Pointing records:
■ ■ ■ ■ ■ ■ ■

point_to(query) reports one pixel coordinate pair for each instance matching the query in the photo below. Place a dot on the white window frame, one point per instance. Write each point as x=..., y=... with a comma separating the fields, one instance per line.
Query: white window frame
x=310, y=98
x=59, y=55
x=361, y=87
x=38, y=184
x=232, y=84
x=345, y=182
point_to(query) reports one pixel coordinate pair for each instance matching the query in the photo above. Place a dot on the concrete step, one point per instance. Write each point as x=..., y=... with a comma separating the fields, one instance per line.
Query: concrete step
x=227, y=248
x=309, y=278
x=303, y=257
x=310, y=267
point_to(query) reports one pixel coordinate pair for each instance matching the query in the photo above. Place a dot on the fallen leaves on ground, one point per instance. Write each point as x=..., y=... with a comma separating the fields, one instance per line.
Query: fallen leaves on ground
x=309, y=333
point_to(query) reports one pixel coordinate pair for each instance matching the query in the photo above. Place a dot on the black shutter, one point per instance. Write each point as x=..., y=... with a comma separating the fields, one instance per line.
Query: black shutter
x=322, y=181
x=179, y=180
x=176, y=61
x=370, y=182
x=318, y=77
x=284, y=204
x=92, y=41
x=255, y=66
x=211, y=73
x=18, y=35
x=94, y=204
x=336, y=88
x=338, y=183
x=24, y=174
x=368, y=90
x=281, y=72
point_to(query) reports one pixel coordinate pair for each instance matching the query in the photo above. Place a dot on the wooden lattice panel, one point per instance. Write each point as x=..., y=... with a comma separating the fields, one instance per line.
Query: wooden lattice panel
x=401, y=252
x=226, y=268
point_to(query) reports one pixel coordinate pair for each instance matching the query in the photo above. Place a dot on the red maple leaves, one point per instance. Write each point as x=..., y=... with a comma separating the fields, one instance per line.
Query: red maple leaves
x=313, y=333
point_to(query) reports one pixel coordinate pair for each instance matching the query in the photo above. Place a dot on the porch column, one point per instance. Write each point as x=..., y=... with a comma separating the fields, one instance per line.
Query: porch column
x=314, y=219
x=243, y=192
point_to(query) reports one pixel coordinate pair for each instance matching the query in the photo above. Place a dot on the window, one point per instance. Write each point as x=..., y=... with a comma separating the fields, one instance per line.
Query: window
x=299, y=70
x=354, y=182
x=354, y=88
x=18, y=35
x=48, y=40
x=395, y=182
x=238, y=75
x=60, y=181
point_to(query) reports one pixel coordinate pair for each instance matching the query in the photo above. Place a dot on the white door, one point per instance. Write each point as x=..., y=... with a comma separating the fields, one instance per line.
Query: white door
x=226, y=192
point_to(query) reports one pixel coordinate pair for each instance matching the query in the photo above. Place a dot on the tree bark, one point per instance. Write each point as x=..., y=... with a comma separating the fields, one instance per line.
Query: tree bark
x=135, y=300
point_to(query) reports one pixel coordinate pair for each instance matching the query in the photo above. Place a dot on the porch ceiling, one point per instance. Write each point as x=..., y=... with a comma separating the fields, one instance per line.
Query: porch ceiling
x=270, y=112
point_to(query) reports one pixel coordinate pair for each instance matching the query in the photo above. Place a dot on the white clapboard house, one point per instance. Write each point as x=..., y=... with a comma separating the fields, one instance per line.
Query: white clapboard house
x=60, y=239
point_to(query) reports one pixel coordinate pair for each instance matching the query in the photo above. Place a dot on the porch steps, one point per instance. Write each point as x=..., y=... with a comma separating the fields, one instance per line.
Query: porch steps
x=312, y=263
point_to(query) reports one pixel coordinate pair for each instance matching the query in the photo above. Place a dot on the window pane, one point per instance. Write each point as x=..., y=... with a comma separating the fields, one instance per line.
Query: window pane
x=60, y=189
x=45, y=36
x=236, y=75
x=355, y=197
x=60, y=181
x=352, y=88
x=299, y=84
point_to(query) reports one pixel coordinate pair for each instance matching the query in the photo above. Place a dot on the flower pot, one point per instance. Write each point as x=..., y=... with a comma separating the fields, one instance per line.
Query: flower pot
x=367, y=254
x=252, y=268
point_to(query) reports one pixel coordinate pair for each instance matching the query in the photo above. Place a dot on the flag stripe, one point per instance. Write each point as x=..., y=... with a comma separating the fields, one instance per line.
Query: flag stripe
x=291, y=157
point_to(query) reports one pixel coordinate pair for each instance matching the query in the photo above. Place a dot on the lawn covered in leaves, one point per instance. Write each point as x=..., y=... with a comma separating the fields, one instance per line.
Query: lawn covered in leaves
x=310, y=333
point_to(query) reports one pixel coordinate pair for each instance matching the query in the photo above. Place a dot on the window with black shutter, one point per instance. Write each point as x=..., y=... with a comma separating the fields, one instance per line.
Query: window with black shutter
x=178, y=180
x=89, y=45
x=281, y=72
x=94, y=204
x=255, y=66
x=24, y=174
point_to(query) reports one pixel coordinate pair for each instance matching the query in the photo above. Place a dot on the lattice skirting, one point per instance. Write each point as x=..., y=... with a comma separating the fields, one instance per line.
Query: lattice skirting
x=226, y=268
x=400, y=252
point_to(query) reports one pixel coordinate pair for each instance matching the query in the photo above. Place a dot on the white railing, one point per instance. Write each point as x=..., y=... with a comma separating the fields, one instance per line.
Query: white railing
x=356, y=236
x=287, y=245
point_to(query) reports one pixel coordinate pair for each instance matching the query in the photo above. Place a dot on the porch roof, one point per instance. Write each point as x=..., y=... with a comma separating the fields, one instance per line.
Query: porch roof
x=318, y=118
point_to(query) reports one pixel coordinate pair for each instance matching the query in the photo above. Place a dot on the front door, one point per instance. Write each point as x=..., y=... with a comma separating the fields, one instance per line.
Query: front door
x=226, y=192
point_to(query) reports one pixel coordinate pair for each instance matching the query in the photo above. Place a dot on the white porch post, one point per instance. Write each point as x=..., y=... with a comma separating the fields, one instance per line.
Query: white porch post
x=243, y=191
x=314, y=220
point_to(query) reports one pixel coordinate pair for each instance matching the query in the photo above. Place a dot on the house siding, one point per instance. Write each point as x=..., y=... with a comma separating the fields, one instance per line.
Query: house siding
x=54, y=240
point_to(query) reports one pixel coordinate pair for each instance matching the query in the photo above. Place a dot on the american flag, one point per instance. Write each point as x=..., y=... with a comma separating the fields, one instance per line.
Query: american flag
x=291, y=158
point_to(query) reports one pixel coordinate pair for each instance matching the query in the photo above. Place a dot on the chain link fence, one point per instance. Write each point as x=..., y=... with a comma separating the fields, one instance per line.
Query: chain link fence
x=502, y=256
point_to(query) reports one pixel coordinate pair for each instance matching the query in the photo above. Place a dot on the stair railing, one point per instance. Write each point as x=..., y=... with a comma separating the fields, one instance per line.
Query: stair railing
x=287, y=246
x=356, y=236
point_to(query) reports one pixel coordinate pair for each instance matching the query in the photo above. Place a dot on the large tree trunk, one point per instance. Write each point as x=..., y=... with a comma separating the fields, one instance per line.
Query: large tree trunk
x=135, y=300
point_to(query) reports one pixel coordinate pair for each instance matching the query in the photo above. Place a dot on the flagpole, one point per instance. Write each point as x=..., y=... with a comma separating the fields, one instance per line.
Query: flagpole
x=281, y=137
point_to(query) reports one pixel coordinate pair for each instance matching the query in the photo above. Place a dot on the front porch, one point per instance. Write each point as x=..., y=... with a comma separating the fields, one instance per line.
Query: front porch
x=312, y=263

■ ■ ■ ■ ■ ■ ■

## [Instruction]
Put every one of the items above into a two-column CSV with the header item_text,points, giving one row per item. Place the item's text and its answer each in one quoted field, with line breaks replaced by spaces.

## [Solved exercise]
item_text,points
"point_to(query) reports one pixel coordinate pair for each instance matching the query in the photo below. Place a dot on the white window frame, one point per instance. Write each point as x=..., y=... with a comma separating the fields, one instance per line. Query: white window frame","x=310, y=98 x=59, y=55 x=361, y=87 x=38, y=184 x=232, y=84 x=345, y=182"
"point_to(query) reports one pixel coordinate pair for each instance matching the query in the photo above. Place a dot on the concrete step, one point per instance. Write each point as x=..., y=... with a comma separating the fields, one instance per line. Query: concrete step","x=227, y=248 x=309, y=278 x=303, y=257 x=310, y=267"
"point_to(query) reports one pixel coordinate pair for each instance matching the query in the photo above. Place a dot on the fallen leaves on ground, one point per instance. Write each point as x=..., y=... with a comma separating the fields, one instance per line. Query: fallen leaves on ground","x=309, y=333"
"point_to(query) reports one pixel coordinate pair for each instance matching the query in the photo above. Place a dot on the black shutter, one point per instance. Write each point as x=..., y=... with a comma separating the fields, one instance per line. Query: black shutter","x=322, y=181 x=179, y=180 x=176, y=61 x=370, y=182 x=318, y=77 x=284, y=204 x=92, y=41 x=255, y=66 x=211, y=73 x=18, y=35 x=94, y=204 x=336, y=88 x=338, y=183 x=24, y=174 x=368, y=90 x=281, y=72"
"point_to(query) reports one pixel coordinate pair for each instance matching the query in the photo above. Place a dot on the wooden lattice panel, one point per instance. Write each point as x=..., y=... with a comma separating the fields, one instance per line. Query: wooden lattice panel","x=401, y=252 x=226, y=268"
"point_to(query) reports one pixel coordinate pair for each instance matching the query in the photo above. Place a dot on the red maple leaves, one point per instance. Write each point as x=..., y=... with a comma separating the fields, one instance per line. Query: red maple leaves","x=313, y=333"
"point_to(query) reports one pixel coordinate pair for each instance matching the query in the photo above. Place a dot on the porch column, one point per instance. Write each point as x=..., y=... with a comma separating the fields, one instance per line. Query: porch column","x=314, y=219 x=243, y=192"
"point_to(query) reports one pixel coordinate pair for each instance matching the query in the photo above. Place a dot on the window, one point per instance. Write each point as x=..., y=... with a comma separating the fields, one instance per line. Query: window","x=299, y=70 x=354, y=182 x=354, y=88 x=18, y=35 x=48, y=40 x=395, y=182 x=238, y=75 x=60, y=181"
"point_to(query) reports one pixel coordinate pair for each instance matching the query in the photo above. Place a dot on the white door, one point per instance. Write each point as x=..., y=... with a comma separating the fields, one instance per line. Query: white door","x=226, y=192"
"point_to(query) reports one pixel coordinate pair for each instance matching the query in the photo above. Place a dot on the tree bark, one point per instance. Write each point as x=..., y=... with a comma separating the fields, one instance per line. Query: tree bark","x=135, y=300"
"point_to(query) reports one pixel coordinate pair for each instance matching the query in the photo above. Place a dot on the porch ceiling, one point per instance. Write each point as x=..., y=... with a comma separating the fields, one instance per line. Query: porch ceiling","x=270, y=112"
"point_to(query) reports one pixel coordinate pair for each instance matching the query in the photo above. Place a dot on the white clapboard house, one point per instance. Write each point as x=..., y=... with a comma separating the fields, one instance per line. Query: white clapboard house","x=60, y=239"
"point_to(query) reports one pixel coordinate pair for each instance matching the query in the photo above. Place a dot on the porch steps, one point per instance. Write each point as x=..., y=... with a comma separating the fields, one instance per line. Query: porch steps","x=312, y=263"
"point_to(query) reports one pixel coordinate pair for each instance matching the query in the photo above. Place a dot on the window pane, one point per instance. Write each point as x=..., y=... with a comma separating the fields, one instance per line. Query: window pane","x=60, y=189 x=45, y=36 x=236, y=75 x=355, y=197 x=60, y=181 x=352, y=88 x=299, y=84"
"point_to(query) reports one pixel coordinate pair for each instance matching the query in the photo above. Place a dot on the flower pot, one point per instance. Write each point as x=..., y=... with a comma separating the fields, one instance per line. Query: flower pot","x=367, y=254 x=252, y=268"
"point_to(query) reports one pixel coordinate pair for each instance matching the query in the photo above. Place a dot on the flag stripe, one point per instance. Write each point as x=..., y=... with a comma separating the fields, one instance per line. Query: flag stripe","x=291, y=157"
"point_to(query) reports one pixel coordinate pair for each instance matching the query in the photo above. Place a dot on the lawn covered in leaves, one point per instance. Write each point as x=..., y=... with a comma separating the fields, one instance per line. Query: lawn covered in leaves","x=310, y=333"
"point_to(query) reports one pixel coordinate pair for each instance matching the query in the photo above. Place a dot on the window with black shutter, one point per instance. Write each point as x=..., y=... with a comma separating the fields, one instance per line. Query: window with black shutter","x=178, y=180 x=89, y=45 x=281, y=72 x=94, y=204 x=255, y=66 x=24, y=174"
"point_to(query) reports one pixel coordinate pair for each instance matching the query in the photo above. Place a dot on the lattice skirting, one point per instance. Write each point as x=..., y=... with a comma separating the fields, one instance per line. Query: lattice skirting","x=226, y=268 x=400, y=252"
"point_to(query) reports one pixel coordinate pair for each instance matching the query in the photo above. Place a dot on the white railing, one point per instance. Write each point as x=..., y=... with a comma separating the fields, one instance per line. Query: white railing","x=356, y=236 x=287, y=245"
"point_to(query) reports one pixel coordinate pair for each instance matching the query in the photo above. Place a dot on the porch roof, one point per instance. Write each point as x=..., y=... with a comma separating the fields, one instance per line. Query: porch roof","x=318, y=118"
"point_to(query) reports one pixel coordinate pair for each instance matching the query in the photo above. Place a dot on the front door, one point per instance. Write each point as x=..., y=... with a comma separating the fields, one instance per line. Query: front door","x=226, y=192"
"point_to(query) reports one pixel coordinate pair for each instance matching the query in the photo above. Place a dot on the white porch post, one point per instance. Write each point as x=..., y=... with a comma separating the fields, one instance per line. Query: white porch post","x=243, y=191 x=314, y=220"
"point_to(query) reports one pixel coordinate pair for each instance matching the query in the photo above. Place a dot on the house siding, one point per instance. Write each point as x=..., y=... with a comma separating the fields, one instance per line. Query: house siding","x=54, y=240"
"point_to(query) reports one pixel coordinate pair for each instance matching the query in the photo above. Place a dot on the american flag, one point per instance. Write each point as x=..., y=... with a comma separating the fields, one instance per line. Query: american flag","x=291, y=158"
"point_to(query) reports one pixel coordinate pair for each instance matching the query in the photo above. Place a dot on the chain link fence, one point per instance. Write each point as x=..., y=... with a comma separating the fields, one instance per line. Query: chain link fence","x=502, y=256"
"point_to(query) reports one pixel coordinate pair for each instance matching the query in the photo above. Place a dot on the stair railing, one point per instance. Write each point as x=..., y=... with a comma separating the fields, one instance per line. Query: stair railing","x=287, y=246 x=356, y=236"
"point_to(query) reports one pixel coordinate pair for each instance matching the query in the photo above. Place a dot on the large tree trunk, one point per instance. Write each point as x=..., y=... with a comma separating the fields, one instance per line. Query: large tree trunk","x=135, y=300"
"point_to(query) reports one pixel coordinate pair for each instance matching the query in the photo above. Place a dot on the flagpole, one point per instance. Write each point as x=..., y=... with a comma separating the fields, one instance per line. Query: flagpole","x=281, y=137"
"point_to(query) reports one pixel coordinate pair for each instance matching the query in the photo above. Place a dot on the front porch, one point per instance. Write each point as x=..., y=... with a comma separating the fields, one instance per line. Query: front porch","x=312, y=263"